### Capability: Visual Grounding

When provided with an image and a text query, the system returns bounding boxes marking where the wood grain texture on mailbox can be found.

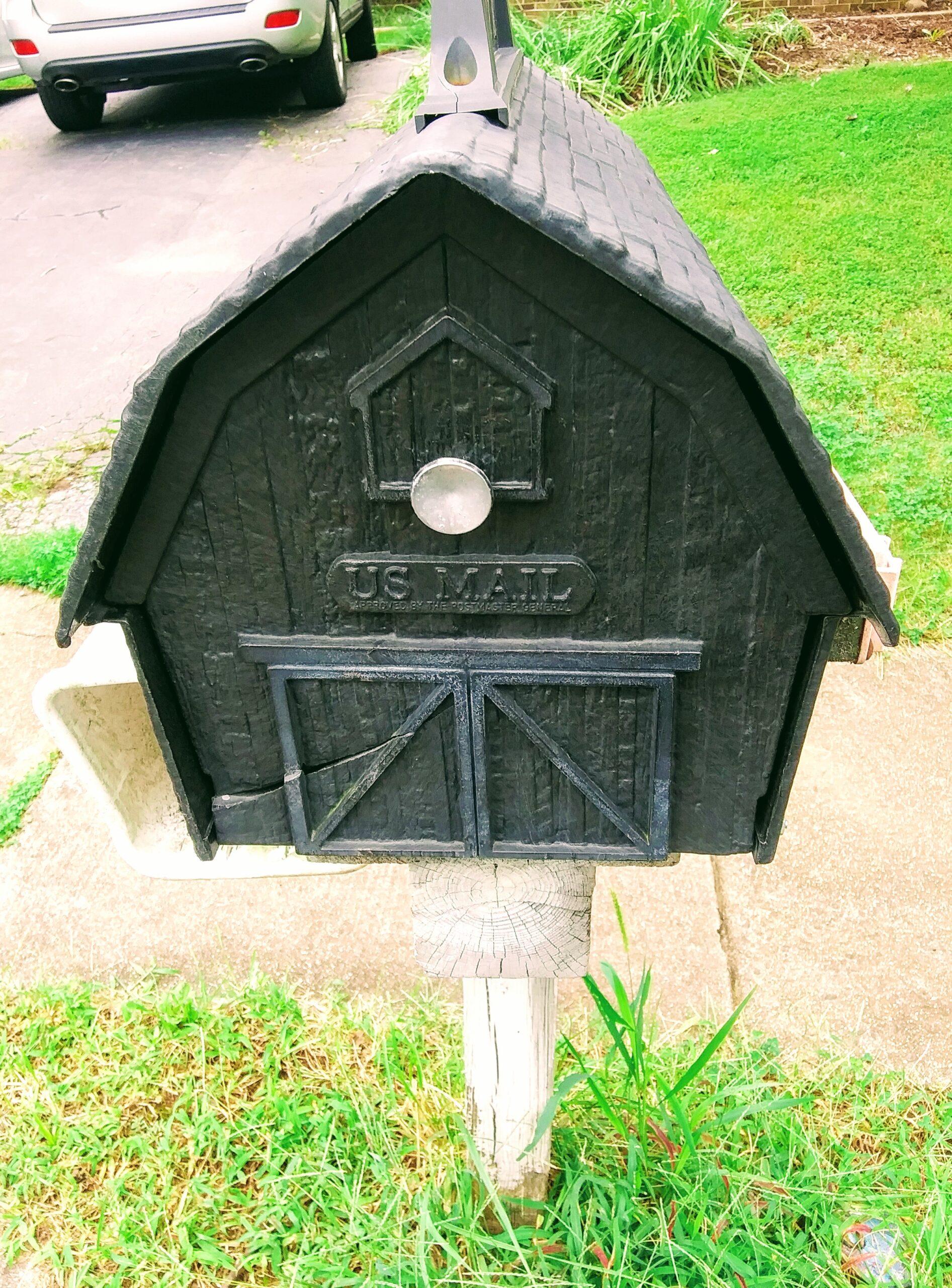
[59,63,898,864]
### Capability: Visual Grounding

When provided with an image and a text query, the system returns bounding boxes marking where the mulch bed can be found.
[765,9,952,74]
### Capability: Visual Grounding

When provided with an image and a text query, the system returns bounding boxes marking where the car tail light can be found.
[264,9,300,27]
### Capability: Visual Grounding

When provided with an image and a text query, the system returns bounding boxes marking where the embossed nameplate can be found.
[327,554,595,613]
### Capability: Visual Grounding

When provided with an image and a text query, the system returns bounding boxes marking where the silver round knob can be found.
[410,456,492,536]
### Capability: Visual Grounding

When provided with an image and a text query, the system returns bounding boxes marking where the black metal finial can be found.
[416,0,522,130]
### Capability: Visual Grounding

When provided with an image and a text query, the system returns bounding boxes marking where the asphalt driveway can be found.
[0,54,417,451]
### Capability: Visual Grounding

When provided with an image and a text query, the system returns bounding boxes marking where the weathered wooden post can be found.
[412,859,595,1216]
[44,0,898,1216]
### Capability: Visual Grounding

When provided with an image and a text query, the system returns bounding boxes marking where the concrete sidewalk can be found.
[0,587,952,1077]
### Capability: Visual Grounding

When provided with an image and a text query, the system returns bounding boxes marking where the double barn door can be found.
[241,636,698,862]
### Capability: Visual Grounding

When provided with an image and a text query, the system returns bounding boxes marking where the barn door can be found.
[242,636,698,862]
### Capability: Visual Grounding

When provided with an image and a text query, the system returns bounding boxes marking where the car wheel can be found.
[298,0,347,107]
[347,0,378,63]
[36,85,106,133]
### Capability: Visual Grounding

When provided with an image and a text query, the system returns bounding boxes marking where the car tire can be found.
[36,85,106,134]
[347,0,378,63]
[298,0,347,107]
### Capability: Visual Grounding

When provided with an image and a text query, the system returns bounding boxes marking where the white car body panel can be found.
[0,0,362,92]
[34,0,226,23]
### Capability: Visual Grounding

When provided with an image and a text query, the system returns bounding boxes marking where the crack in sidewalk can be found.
[709,854,743,1007]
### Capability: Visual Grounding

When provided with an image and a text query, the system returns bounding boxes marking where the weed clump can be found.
[0,528,80,595]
::::::::::
* Task
Render the items above as a two-column CSV with the headers "query" and "boxes," one row per item. Put each item's text and its answer in one quoted field apiece, turn any line breaks into spaces, and leave out the pictures.

* Output of the task
query,boxes
"### Capability: Visual Grounding When provided with an image and a text query, the system returns bounding boxes marking where the wood grain texture on mailbox can be found.","[59,63,898,864]"
"### Capability: Visual Grounding When provided with an image and a text query, the system returns bounding boxes marking where the mulch bed can be found.","[765,9,952,74]"
"### Capability: Visual Grounding When provided with an image and a text query, the system returns bounding boxes marking where the car tail light can be found.","[264,9,300,27]"
"### Capability: Visual Grounding When provided with an image and a text query, the system returns bounding boxes marking where the embossed nameplate can be found.","[327,554,595,613]"
"### Capability: Visual Grounding When provided with an image and a text query, the system returns bounding boxes marking where the silver round knob can be found.","[410,456,492,536]"
"### Capability: Visual Grounding When provided with an image and a text query, the system returns bounding boxes marking where the black metal finial can be found.","[416,0,522,130]"
"### Capability: Visual Grounding When provided with an image and a text query, the system returns bounding boxes marking where the asphalt driveway can be found.","[0,54,417,451]"
"### Capability: Visual Grounding When provided with an image and a text query, the system returns bounding boxes marking where the weathered wooden post can be found.","[412,859,595,1216] [44,0,898,1216]"
"### Capability: Visual Grounding When provided with an image and a text query, the system returns bounding boxes marking where the concrete sidewalk can be found.","[0,587,952,1077]"
"### Capability: Visual Grounding When provided with an image and a text query, the system returns bounding boxes marking where the double barn door can be found.","[241,636,698,862]"
"### Capability: Visual Grounding When provided with an image and a text query, the system returns bounding boxes marking where the barn door can be found.","[242,636,698,862]"
"### Capability: Visual Grounding When provided with an image and a text query, the system returns bounding boxes marking where the car wheel can be found.","[298,0,347,107] [347,0,378,63] [36,85,106,133]"
"### Capability: Visual Grounding When provided with an image and a text query, the system returns bounding boxes marking where the car tire can be found.","[36,85,106,134] [347,0,378,63] [298,0,347,107]"
"### Capability: Visual Grounding When provided with an image and a text query, the system returns bounding boxes marking where the white car body panel can be found.","[0,0,362,92] [34,0,226,23]"
"### Capability: Visual Grounding When provided with an image and a text query, the system returns bounding boxes marking where the crack in sidewalk can be found.","[709,854,743,1007]"
"### Capability: Visual Grounding When provided with an image and a text query, the system returns bounding boxes marking where the weed clump can be found.","[0,528,80,595]"